*** Supplied information Section Begins ***

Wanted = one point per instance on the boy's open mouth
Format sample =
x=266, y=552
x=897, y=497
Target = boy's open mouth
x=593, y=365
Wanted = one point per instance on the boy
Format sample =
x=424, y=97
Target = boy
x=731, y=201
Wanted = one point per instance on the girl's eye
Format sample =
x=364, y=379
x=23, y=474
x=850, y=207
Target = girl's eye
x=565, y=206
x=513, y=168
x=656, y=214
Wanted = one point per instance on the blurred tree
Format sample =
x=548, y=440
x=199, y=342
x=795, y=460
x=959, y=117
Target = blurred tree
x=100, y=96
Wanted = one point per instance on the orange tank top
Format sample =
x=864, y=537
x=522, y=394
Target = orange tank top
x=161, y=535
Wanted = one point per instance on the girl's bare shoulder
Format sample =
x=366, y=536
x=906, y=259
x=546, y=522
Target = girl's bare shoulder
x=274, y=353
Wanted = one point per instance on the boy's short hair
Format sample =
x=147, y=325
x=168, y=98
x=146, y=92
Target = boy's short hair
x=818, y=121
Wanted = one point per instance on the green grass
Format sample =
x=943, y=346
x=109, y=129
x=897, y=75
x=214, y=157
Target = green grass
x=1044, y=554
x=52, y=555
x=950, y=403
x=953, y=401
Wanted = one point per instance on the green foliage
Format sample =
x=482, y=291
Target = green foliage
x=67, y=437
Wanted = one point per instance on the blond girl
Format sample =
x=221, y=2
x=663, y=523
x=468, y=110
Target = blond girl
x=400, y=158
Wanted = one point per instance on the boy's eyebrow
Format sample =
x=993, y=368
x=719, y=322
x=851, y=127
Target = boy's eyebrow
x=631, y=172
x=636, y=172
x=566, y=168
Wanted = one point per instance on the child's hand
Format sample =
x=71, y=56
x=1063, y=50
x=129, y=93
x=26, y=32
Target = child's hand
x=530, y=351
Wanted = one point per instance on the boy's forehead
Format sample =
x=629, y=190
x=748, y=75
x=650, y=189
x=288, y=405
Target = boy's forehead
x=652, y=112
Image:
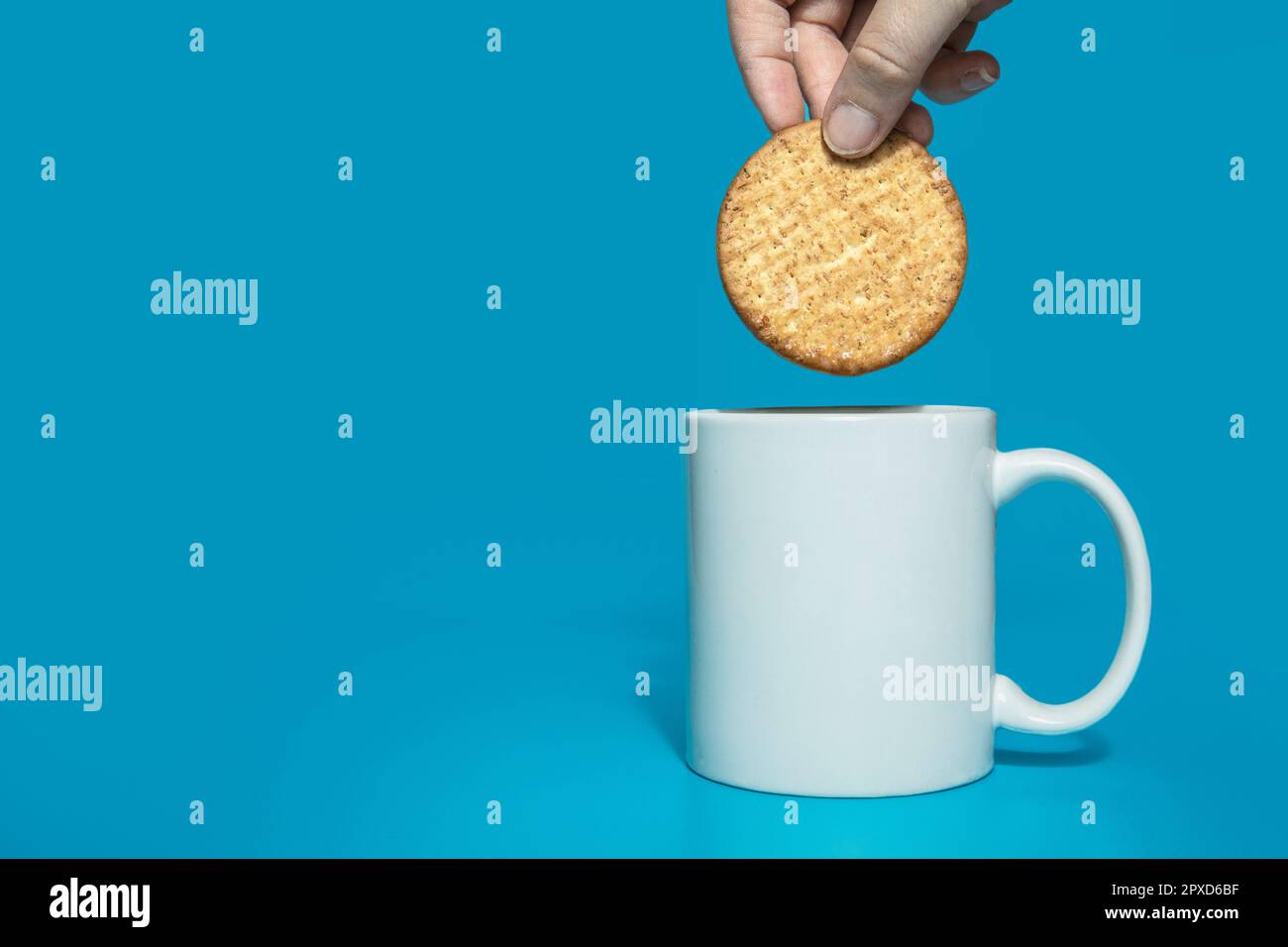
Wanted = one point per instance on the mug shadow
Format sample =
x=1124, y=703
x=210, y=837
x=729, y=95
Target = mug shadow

*** Supplied information Section Ends ***

What is needed:
Go through the records above and return each line in which the word "shadow" occurs.

Result of the exercise:
Wanted = one point per instance on the mug shadow
Target = mug shadow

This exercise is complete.